━━ Extracted information

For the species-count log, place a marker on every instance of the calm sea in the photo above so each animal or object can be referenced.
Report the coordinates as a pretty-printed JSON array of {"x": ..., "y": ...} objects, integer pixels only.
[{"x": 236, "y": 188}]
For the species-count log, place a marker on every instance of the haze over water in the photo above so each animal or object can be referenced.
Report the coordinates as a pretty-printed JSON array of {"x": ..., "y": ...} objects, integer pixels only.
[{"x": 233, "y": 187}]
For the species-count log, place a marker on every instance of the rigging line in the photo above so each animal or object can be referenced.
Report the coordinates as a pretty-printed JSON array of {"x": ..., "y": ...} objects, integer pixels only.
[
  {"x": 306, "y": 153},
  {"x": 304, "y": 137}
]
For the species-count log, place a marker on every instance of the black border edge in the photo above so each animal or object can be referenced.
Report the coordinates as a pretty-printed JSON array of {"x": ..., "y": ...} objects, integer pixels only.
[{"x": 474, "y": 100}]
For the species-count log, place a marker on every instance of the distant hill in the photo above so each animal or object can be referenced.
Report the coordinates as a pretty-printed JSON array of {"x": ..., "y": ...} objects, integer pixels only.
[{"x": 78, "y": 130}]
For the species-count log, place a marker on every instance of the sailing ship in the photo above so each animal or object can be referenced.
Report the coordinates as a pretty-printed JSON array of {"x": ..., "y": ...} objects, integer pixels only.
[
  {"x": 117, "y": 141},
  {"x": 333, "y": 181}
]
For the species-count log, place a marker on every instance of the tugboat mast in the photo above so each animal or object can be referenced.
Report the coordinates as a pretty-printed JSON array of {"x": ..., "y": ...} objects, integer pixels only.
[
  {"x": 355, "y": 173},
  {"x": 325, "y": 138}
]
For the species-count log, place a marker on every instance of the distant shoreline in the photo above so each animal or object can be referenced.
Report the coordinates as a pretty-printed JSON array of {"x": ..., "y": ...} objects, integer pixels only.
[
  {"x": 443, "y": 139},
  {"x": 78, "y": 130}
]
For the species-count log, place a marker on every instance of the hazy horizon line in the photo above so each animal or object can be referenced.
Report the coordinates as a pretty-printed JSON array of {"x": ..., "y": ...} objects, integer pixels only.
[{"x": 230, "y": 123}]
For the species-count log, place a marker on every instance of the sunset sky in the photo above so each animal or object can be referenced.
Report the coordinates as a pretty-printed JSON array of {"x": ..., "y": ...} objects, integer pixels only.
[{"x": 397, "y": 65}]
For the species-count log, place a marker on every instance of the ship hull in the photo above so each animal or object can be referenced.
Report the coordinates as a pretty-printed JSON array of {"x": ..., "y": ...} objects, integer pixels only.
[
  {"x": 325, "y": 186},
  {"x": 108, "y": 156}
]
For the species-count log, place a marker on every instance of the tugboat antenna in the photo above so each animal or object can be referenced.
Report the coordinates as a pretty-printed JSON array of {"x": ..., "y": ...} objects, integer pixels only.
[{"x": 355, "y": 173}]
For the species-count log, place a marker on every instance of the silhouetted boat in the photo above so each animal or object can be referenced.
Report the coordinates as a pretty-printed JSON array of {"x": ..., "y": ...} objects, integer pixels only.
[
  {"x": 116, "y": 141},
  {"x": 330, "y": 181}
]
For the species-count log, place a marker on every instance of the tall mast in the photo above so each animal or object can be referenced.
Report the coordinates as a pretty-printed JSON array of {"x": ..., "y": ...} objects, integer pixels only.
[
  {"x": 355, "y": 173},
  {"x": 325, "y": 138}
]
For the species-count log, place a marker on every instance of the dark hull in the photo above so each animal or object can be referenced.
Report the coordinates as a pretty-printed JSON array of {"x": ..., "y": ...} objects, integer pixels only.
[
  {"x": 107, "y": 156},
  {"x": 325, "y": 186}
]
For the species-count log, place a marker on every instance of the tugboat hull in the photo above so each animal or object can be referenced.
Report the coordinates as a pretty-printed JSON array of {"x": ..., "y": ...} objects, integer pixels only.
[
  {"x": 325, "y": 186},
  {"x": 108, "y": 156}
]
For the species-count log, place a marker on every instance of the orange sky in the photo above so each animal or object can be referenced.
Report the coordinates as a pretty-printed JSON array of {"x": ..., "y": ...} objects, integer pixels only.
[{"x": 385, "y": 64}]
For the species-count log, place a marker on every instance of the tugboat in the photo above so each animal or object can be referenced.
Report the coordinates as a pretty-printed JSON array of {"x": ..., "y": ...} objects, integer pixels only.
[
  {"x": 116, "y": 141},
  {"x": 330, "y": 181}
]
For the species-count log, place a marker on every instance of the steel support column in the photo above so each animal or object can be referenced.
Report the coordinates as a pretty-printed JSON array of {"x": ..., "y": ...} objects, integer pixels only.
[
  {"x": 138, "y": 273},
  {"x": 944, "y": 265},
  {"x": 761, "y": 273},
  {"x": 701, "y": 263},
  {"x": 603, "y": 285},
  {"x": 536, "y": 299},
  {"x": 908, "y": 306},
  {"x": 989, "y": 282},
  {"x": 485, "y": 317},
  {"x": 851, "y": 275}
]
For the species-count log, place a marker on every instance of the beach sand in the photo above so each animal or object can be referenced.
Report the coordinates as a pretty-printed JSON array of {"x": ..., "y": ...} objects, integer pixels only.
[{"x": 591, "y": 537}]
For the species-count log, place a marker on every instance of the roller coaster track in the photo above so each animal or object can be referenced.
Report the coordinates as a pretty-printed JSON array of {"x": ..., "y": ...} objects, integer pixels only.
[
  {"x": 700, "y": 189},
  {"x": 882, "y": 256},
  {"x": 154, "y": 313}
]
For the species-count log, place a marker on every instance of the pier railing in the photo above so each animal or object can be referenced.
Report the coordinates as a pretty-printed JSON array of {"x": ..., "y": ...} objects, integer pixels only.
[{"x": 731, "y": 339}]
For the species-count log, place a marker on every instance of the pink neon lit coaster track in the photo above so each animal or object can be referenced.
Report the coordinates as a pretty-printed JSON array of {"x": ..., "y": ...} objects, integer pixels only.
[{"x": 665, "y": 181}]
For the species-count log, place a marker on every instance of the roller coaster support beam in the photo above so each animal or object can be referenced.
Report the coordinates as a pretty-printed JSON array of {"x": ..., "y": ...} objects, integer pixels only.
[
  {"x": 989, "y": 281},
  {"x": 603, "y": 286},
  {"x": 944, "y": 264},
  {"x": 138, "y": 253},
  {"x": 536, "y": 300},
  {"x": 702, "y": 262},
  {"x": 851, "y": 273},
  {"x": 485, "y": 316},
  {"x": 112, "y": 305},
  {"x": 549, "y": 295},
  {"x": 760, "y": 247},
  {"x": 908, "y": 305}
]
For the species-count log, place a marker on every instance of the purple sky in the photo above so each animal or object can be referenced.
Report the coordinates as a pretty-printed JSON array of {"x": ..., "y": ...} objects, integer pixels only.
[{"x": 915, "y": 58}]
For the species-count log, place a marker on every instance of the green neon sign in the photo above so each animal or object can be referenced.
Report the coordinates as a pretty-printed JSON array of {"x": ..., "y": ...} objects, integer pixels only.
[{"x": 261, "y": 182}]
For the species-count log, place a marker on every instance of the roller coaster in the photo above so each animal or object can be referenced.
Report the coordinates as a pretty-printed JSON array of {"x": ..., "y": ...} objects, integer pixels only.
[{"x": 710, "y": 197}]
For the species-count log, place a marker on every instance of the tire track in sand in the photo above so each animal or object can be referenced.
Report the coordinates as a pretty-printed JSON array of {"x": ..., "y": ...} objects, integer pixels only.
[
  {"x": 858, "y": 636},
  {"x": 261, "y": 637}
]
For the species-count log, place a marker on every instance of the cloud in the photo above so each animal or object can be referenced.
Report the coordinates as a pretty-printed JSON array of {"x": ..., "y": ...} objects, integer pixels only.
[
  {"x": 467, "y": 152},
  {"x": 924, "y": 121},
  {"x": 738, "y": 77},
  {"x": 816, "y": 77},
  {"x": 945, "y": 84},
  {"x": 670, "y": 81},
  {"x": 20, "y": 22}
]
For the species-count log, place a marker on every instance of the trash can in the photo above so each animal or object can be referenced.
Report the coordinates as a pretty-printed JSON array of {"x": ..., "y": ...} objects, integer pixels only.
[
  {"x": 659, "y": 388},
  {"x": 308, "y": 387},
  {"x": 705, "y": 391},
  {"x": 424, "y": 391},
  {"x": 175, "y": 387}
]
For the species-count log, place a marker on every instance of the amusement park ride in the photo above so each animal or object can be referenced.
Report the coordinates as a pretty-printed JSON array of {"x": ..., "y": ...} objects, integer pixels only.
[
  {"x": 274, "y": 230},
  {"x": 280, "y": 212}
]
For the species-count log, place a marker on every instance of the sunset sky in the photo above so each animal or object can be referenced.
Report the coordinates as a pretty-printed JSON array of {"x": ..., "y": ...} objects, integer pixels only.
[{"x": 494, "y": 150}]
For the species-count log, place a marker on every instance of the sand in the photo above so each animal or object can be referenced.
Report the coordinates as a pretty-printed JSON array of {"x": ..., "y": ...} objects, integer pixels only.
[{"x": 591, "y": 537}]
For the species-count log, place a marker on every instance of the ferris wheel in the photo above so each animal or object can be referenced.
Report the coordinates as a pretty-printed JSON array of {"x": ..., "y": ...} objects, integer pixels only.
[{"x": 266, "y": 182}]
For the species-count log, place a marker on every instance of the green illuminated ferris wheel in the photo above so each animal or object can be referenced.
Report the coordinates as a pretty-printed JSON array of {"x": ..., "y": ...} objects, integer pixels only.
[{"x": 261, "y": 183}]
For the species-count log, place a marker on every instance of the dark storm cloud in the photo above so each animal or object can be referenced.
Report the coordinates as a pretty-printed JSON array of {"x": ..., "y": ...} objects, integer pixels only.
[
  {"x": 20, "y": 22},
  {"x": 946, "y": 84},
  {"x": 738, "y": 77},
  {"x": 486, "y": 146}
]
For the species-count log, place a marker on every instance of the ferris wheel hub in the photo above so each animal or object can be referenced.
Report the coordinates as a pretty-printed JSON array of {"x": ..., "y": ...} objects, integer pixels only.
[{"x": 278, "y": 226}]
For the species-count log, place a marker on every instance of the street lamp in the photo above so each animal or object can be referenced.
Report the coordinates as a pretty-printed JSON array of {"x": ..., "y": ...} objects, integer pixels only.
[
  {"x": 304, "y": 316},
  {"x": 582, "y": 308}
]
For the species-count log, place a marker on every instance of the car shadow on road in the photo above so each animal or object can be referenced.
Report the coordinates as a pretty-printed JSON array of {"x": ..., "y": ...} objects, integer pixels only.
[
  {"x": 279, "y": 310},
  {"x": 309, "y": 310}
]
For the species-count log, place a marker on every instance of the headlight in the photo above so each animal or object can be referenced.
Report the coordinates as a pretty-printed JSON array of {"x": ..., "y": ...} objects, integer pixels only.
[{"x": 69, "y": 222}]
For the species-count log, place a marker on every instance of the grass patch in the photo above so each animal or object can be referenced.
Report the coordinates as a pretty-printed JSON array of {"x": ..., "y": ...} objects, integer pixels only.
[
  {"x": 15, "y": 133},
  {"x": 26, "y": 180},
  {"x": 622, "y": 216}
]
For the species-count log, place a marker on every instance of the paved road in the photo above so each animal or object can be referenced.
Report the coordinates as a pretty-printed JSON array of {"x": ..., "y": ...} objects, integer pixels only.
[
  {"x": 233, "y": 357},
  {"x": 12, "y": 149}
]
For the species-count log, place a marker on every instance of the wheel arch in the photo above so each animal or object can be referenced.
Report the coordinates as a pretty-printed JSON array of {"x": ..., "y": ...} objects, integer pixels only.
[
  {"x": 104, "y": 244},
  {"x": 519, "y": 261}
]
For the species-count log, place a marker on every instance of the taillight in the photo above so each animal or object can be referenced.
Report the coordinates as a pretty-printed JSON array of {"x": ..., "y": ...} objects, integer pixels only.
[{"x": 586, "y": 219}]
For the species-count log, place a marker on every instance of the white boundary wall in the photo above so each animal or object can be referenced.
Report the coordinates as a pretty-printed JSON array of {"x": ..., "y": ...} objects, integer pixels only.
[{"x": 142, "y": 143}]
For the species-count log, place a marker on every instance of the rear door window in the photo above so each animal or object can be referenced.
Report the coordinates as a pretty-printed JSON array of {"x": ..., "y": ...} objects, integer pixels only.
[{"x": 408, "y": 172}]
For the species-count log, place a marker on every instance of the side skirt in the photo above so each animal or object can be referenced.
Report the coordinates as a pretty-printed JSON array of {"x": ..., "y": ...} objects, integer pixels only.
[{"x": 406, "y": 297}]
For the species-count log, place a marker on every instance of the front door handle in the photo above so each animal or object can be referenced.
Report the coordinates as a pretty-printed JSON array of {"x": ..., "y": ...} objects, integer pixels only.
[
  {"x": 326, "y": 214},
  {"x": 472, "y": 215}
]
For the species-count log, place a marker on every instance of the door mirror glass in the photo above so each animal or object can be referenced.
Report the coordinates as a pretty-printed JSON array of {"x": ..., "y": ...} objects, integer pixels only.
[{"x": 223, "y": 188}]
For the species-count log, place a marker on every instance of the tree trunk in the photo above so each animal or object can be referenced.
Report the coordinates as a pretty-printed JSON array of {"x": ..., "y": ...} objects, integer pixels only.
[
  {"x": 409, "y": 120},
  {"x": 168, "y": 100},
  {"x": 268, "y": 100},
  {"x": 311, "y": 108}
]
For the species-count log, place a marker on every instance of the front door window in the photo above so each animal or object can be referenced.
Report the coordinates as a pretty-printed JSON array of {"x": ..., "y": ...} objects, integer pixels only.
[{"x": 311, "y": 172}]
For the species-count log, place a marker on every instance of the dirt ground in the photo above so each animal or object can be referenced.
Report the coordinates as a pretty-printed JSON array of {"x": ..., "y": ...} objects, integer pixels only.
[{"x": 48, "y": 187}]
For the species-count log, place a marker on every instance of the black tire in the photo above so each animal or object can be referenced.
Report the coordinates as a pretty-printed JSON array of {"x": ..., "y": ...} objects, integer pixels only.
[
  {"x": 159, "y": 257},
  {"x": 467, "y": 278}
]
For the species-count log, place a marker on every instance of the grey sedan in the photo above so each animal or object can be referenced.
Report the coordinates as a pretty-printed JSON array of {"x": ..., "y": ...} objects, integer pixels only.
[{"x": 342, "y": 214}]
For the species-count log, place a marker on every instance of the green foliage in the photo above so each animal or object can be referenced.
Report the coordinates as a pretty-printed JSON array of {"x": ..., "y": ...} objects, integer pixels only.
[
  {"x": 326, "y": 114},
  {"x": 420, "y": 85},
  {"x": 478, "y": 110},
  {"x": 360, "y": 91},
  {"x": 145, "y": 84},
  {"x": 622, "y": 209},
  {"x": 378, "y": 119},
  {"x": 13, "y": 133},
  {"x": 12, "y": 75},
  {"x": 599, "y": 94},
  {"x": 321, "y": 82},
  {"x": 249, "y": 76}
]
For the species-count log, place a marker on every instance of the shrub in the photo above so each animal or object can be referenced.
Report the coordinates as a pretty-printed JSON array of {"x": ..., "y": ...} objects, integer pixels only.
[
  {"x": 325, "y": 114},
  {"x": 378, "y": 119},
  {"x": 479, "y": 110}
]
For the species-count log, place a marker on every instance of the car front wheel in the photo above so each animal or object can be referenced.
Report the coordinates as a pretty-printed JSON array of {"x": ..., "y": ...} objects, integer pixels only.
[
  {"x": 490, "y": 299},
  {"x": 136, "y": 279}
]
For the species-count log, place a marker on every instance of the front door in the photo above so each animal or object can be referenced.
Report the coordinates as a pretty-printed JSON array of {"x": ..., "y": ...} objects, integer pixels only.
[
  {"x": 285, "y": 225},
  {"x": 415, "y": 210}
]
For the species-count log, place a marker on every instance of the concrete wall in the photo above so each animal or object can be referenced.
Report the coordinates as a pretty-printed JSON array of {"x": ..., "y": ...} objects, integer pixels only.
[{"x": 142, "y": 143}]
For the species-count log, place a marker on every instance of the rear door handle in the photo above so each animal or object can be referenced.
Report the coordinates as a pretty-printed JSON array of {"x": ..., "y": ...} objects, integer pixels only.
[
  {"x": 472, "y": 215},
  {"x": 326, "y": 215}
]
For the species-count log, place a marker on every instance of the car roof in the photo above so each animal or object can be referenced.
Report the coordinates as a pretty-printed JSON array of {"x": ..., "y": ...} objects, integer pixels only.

━━━━

### Problem details
Which lines of the data include "ship"? Copy each of them.

### The answer
For the species-count log, place a marker on every instance of the sailing ship in the photo above so each animal or object can be referenced.
For the species-count log, place a marker on every instance of the ship hull in the photo above so each animal or object can be referenced.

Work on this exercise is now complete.